Dataset rows
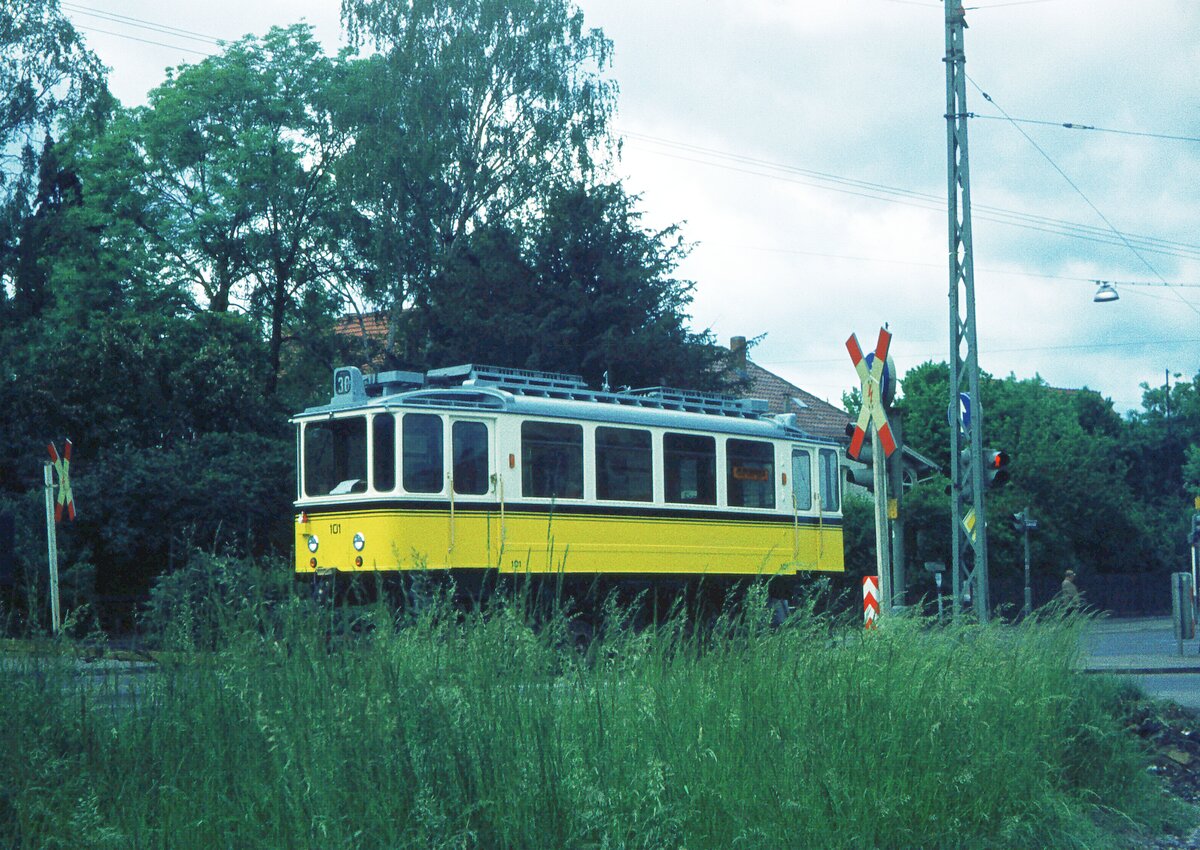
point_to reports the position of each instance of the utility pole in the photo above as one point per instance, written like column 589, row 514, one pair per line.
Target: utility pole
column 970, row 549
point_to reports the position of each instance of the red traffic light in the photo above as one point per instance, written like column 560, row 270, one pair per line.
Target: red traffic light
column 995, row 464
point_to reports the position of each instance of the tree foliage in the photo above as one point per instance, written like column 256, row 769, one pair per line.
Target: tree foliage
column 581, row 288
column 1075, row 464
column 47, row 78
column 491, row 103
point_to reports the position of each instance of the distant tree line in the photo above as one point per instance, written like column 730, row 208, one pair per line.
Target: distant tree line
column 171, row 274
column 1111, row 494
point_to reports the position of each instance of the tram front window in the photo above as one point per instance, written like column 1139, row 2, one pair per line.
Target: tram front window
column 335, row 456
column 750, row 480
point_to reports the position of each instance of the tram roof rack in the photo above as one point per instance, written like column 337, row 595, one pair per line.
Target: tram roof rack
column 526, row 382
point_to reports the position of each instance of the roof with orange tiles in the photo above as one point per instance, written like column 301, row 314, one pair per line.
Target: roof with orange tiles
column 814, row 415
column 371, row 325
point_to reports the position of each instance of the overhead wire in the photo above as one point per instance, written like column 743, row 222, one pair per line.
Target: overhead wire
column 142, row 23
column 1073, row 125
column 145, row 41
column 748, row 165
column 892, row 261
column 1083, row 195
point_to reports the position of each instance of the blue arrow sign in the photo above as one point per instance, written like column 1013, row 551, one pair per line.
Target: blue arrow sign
column 964, row 413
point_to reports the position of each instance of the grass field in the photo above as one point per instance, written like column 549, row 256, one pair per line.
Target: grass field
column 294, row 726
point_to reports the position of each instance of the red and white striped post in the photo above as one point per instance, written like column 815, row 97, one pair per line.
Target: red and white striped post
column 870, row 600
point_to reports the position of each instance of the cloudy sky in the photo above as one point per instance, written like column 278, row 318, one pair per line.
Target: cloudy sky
column 802, row 144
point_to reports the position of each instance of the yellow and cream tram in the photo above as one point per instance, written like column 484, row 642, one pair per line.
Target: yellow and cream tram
column 477, row 470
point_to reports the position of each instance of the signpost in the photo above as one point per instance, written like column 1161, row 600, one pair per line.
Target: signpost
column 870, row 602
column 54, row 510
column 874, row 415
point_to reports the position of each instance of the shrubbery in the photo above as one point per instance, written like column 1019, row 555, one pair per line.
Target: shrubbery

### What to do
Put every line of the records above into a JSON list of strings, one string per line and no strings for blank lines. Leave the pictures out of the list.

### Complete output
[
  "point_to reports the position of each instance of the utility pole in the photo above as one point per instance, written like column 589, row 514, one pair per line.",
  "Target: utility pole",
  "column 970, row 549",
  "point_to reports the position of each instance of the red traffic light in the photo above as one point per instance, written like column 560, row 270, one pair per line.",
  "Target: red traffic light",
  "column 995, row 464",
  "point_to reports the position of each instance of the tree foliage in the photo above as one point per instance, written like column 256, row 769, one pair per line.",
  "Target: tree foliage",
  "column 581, row 288",
  "column 1075, row 464",
  "column 47, row 78",
  "column 491, row 103",
  "point_to reports the position of each instance of the distant tree line in the photo above as one point per instance, written like column 730, row 208, one pair per line.",
  "Target: distant tree line",
  "column 171, row 274",
  "column 1111, row 494",
  "point_to reports the position of each instance of the tram front window in the photo above as one point per instance, written like column 1139, row 2, one pair per line.",
  "Target: tram front window",
  "column 335, row 456",
  "column 750, row 480",
  "point_to reports the position of each instance of the tram roof rack in the photo above as one point per instance, written like column 337, row 595, one pair per line.",
  "Target: tram roof rack",
  "column 526, row 382",
  "point_to reports the position of each instance of the roof with orange tiles in the photo above as one point per instance, written like column 301, row 314, one pair per line.",
  "Target: roof with orange tiles",
  "column 814, row 415",
  "column 371, row 325",
  "point_to reports the position of each instance of the overhead wire in the photo above as one point per instance, written like column 743, row 222, one pair per line.",
  "Target: overhead wire",
  "column 142, row 23",
  "column 1073, row 125",
  "column 145, row 41",
  "column 748, row 165",
  "column 892, row 261",
  "column 1083, row 195",
  "point_to reports the position of each instance of the blue arrow sign in the photo above as one point per instance, written like column 1013, row 551, one pair per line.",
  "Target: blue arrow sign",
  "column 964, row 413",
  "point_to reports the position of each instance of the grass field in the photo above as one point per instance, written like column 549, row 256, one pair per line.",
  "Target: grass field",
  "column 294, row 726",
  "point_to reports the position of each instance of the red and white striped post in the photo above as one point per instance, written like column 815, row 97, one pair per line.",
  "Target: red and white striped post",
  "column 870, row 600",
  "point_to reports the position of each instance of the cloudy sky in the photo above as one point per instance, written like column 278, row 318, one pair per line.",
  "Target: cloudy sky",
  "column 802, row 144",
  "point_to reports the position of each instance of the yellow and cream tram in the photo above as one point per instance, written like column 484, row 642, one pair per line.",
  "Target: yellow and cream tram",
  "column 477, row 470",
  "point_to reports the position of each instance of the signpost in the photo above as one point per instance, written like column 1161, row 600, one pair per line.",
  "Target: signpost",
  "column 870, row 602",
  "column 54, row 510",
  "column 874, row 415",
  "point_to reports the position of each instance of the shrubbery in the photo above as one point per instance, written like column 1019, row 555, one pair per line.",
  "Target: shrubbery"
]